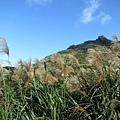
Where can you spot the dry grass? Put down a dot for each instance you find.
(3, 46)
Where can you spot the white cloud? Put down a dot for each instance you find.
(41, 2)
(90, 11)
(87, 14)
(104, 17)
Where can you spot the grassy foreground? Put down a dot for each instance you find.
(36, 100)
(62, 88)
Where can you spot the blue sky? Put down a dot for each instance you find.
(37, 28)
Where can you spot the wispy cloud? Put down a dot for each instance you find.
(104, 17)
(39, 2)
(90, 13)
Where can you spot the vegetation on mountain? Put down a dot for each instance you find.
(80, 83)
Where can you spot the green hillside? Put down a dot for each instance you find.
(79, 83)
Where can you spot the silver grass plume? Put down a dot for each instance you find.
(3, 46)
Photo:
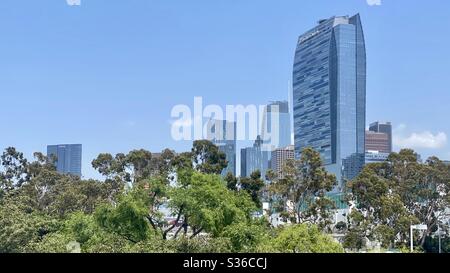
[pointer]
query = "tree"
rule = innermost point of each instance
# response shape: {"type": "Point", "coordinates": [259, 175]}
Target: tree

=== What is required ===
Leaving every picture aside, repeat the listing exactly.

=== Problem solution ===
Where can you spot the dry grass? Put down a dot for each instance you find.
(3, 46)
Where can you spot the white cloud? Put down a dot for each instance you find.
(41, 2)
(90, 11)
(87, 14)
(104, 17)
Where can you spot the grassy foreground? Put down a dot for each instance you find.
(36, 100)
(62, 88)
Where can you spot the blue sky? Put down a dot for each instance you find.
(37, 28)
Where can you spot the wispy cloud? Put down a dot for each instance you find.
(104, 17)
(39, 2)
(90, 13)
Where can you spot the vegetation on mountain? Put down a dot for each instance you find.
(80, 83)
Where can you spot the green hillside? Put down a dot for each instance you find.
(79, 83)
Where can you spot the silver grass plume? Put down a dot for each instance you find.
(3, 46)
Photo:
[pointer]
query = "tree"
rule = innermost point of each instance
# response shape: {"type": "Point", "coordinates": [259, 175]}
Target: tree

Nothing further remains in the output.